___ DOCUMENT TEXT

Navigating and querying the LiteFarm database

 

This article will cover:

  • An introduction to SQL queries

  • The overall structure of the LiteFarm database schema

  • Navigation of the LiteFarm schema using foreign keys

  • Common or particularly valuable queries for extracting data from LiteFarm

 

No prior knowledge is necessary, though a basic understanding of relational databases will help.

 

Things you’ll need to follow-along:

 

  • A tool to open a “.erd” file - DBeaver is a free example

  • A Postgres client

  • Read-only access to the beta environment: Talk to @Lite Farm about this

  • The first page of this cheat sheet

  • This .erd (accurate as of March 22nd 2022)

 

 

Reference videos

 

Nathan Williams does a really good introduction to SQL broken down into easy-to-learn videos, so I’ve linked to the most relevant videos in his playlist for all but the first video below. I won’t be using pgAdmin or using the data sets he does (which he covers in the first and second video, respectively) for our LiteFarm specific session, but it probably makes sense to watch those videos (and use that tool and dataset, respectively) when you’re getting started so that you can more effectively follow along with the videos we do cover. I’ll also refer back to specific videos as we progress through some of the LiteFarm examples.

 

  1. What is SQL? (4 minutes)

  2. Basic SQL queries (7 minutes)

  3. ORDER BY and LIMIT (3 minutes)

  4. Filtering using the WHERE clause (11 minutes)

  5. Basic aggregations (6 minutes)

  6. Advanced aggregations (6 minutes)

  7. String functions (12 minutes)

  8. Rounding (3 minutes)

  9. Formatting dates using TO_CHAR (4 minutes)

    1. TO_CHAR reference sheet

  10. Date arithmetic using DATE_TRUNC (7 minutes)

  11. Joins for beginners (15 minutes)

  12. Combining queries (5 minutes)

  13. Case statements (6 minutes)

 

Since this is an introduction, I’ve decided to omit a few of the less relevant or more complicated actions you can take using SQL. If you feel pretty comfortable with everything above, feel free to keep going. Depending on future needs, we may do a future training covering these topics too:

 

What is a database schema?

______
___ GIVEN INFORMATION

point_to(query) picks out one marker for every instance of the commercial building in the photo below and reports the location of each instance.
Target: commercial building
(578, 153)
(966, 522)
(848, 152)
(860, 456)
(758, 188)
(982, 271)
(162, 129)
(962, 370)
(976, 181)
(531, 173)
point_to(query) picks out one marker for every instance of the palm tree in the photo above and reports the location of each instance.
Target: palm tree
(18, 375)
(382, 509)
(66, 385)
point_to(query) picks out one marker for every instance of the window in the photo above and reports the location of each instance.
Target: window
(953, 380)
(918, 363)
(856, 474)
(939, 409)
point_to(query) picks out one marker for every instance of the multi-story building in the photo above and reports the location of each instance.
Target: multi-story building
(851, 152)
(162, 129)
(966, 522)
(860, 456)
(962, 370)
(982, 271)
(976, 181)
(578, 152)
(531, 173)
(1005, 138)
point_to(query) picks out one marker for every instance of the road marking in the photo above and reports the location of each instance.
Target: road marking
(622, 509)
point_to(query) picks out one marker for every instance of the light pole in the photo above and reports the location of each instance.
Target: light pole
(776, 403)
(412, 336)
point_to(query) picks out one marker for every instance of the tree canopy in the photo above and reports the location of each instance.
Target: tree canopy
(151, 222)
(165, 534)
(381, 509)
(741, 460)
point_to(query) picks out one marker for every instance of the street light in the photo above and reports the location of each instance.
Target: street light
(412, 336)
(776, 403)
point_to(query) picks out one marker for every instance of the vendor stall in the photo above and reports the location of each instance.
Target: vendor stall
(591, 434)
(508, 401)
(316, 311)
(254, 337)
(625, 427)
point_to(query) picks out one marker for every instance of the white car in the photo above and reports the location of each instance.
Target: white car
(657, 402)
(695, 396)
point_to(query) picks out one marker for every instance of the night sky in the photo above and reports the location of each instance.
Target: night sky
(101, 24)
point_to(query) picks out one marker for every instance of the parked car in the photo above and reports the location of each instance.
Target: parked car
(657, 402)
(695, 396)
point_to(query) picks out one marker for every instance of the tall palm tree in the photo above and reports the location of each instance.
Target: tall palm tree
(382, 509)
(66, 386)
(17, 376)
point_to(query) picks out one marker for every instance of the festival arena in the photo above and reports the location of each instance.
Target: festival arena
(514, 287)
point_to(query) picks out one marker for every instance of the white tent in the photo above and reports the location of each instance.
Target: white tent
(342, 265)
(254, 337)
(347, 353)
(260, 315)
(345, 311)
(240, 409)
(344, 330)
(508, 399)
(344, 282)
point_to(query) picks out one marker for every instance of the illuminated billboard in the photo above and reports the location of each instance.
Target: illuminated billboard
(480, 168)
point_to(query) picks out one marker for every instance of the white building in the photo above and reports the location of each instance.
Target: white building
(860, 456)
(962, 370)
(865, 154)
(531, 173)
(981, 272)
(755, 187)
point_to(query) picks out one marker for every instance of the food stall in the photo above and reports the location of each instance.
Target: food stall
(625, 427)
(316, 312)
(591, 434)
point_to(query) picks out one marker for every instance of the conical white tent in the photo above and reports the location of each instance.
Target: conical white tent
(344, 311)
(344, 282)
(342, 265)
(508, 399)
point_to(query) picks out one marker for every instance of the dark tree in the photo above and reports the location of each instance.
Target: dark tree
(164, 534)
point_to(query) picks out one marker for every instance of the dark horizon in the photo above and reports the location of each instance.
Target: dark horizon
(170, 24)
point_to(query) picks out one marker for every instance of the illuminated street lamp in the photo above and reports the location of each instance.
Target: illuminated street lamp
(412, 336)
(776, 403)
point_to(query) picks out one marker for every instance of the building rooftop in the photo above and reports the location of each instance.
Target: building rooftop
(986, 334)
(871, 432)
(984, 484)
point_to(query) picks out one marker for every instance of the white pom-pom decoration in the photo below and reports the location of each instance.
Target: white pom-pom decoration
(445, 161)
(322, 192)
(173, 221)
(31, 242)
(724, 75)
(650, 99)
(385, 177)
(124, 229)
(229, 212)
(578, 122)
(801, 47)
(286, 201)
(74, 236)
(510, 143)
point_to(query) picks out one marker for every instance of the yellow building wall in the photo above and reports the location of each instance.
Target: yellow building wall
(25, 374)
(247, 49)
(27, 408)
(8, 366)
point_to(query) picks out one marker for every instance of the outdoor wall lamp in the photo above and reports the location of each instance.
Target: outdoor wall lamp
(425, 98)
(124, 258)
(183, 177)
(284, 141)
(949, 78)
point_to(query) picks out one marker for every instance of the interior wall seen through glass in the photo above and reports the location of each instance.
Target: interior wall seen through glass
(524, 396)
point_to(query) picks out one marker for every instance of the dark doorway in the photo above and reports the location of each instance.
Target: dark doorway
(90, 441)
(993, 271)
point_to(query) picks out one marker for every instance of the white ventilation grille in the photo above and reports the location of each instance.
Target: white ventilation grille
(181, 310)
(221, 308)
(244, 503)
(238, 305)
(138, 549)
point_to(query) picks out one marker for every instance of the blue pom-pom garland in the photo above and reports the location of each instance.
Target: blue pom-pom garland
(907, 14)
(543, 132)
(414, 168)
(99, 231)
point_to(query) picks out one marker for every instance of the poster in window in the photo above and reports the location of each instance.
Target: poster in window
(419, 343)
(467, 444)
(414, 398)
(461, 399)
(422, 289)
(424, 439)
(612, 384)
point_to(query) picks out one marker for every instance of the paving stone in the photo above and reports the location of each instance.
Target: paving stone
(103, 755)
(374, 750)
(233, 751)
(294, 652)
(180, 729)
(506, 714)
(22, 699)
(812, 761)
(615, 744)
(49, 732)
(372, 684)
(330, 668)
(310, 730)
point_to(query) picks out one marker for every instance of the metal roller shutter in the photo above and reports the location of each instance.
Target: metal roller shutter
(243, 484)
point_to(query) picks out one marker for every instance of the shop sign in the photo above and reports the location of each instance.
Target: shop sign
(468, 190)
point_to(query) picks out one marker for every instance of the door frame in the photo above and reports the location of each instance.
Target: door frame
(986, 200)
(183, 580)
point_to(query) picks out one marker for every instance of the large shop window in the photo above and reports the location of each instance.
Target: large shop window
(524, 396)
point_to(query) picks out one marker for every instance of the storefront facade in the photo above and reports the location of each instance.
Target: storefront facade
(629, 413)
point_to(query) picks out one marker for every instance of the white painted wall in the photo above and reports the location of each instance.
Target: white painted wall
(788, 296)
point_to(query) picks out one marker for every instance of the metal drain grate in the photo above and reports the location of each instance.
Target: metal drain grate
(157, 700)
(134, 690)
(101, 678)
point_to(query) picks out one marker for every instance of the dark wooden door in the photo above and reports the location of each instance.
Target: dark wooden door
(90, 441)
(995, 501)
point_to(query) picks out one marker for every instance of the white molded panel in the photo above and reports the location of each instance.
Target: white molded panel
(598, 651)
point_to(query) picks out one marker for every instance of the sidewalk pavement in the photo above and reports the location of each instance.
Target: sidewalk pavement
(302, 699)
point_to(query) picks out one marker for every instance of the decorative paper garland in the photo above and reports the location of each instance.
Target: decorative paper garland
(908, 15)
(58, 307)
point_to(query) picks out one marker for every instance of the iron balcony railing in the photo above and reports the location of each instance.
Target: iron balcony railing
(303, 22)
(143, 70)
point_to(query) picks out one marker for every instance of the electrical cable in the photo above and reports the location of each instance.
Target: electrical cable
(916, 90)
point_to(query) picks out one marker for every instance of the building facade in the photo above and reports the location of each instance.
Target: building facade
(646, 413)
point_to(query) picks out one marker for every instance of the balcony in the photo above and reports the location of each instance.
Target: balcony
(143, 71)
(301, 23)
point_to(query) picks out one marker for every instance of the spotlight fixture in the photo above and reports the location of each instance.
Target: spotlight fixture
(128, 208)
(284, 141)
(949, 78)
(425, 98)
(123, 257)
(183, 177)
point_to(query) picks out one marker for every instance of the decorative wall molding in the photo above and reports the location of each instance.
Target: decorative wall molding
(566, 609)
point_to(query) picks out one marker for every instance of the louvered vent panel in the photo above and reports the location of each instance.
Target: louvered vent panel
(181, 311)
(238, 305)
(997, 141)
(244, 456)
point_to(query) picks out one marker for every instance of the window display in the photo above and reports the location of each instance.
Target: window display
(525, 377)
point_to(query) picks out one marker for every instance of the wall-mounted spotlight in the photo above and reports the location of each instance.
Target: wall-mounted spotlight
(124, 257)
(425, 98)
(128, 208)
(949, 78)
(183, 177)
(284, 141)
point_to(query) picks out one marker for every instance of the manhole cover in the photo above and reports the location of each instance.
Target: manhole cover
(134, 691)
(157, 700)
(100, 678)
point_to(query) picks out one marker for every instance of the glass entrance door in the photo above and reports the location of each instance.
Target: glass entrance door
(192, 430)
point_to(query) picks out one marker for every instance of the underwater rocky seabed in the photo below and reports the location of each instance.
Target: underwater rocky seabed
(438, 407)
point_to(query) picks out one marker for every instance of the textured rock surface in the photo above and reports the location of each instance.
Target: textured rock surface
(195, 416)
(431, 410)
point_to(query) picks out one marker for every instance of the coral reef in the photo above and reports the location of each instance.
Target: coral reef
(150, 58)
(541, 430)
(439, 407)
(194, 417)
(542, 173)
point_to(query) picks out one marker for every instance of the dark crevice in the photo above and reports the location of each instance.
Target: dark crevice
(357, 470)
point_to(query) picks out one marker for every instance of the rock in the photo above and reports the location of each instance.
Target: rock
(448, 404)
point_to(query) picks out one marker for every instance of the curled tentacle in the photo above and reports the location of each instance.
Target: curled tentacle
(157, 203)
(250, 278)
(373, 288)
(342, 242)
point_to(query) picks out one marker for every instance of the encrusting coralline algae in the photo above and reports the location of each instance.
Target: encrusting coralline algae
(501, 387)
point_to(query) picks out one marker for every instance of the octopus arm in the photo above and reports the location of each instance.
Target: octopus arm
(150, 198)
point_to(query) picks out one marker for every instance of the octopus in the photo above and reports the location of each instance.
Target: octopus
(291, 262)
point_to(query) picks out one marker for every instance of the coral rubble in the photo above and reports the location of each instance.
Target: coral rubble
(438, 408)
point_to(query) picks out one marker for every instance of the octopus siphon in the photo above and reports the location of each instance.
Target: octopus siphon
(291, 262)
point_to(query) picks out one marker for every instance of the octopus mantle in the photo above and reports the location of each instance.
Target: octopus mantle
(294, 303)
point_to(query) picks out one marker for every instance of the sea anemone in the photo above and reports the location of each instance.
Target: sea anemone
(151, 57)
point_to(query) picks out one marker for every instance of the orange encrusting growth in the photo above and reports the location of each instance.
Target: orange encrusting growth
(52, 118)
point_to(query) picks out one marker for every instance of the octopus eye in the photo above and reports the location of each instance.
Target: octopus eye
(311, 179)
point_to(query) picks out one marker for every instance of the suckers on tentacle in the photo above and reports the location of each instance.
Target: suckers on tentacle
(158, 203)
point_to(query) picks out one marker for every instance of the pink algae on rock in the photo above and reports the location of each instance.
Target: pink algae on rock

______

# TASK BRIEF:
Copy the passage of the LiteFarm database article from "Nathan Williams does" up to and including "SQL? (4 minutes)", changing "pgAdmin" to "DBeaver".

# OUTPUT OF THE EXERCISE:
Nathan Williams does a really good introduction to SQL broken down into easy-to-learn videos, so I’ve linked to the most relevant videos in his playlist for all but the first video below. I won’t be using DBeaver or using the data sets he does (which he covers in the first and second video, respectively) for our LiteFarm specific session, but it probably makes sense to watch those videos (and use that tool and dataset, respectively) when you’re getting started so that you can more effectively follow along with the videos we do cover. I’ll also refer back to specific videos as we progress through some of the LiteFarm examples.

 

  1. What is SQL? (4 minutes)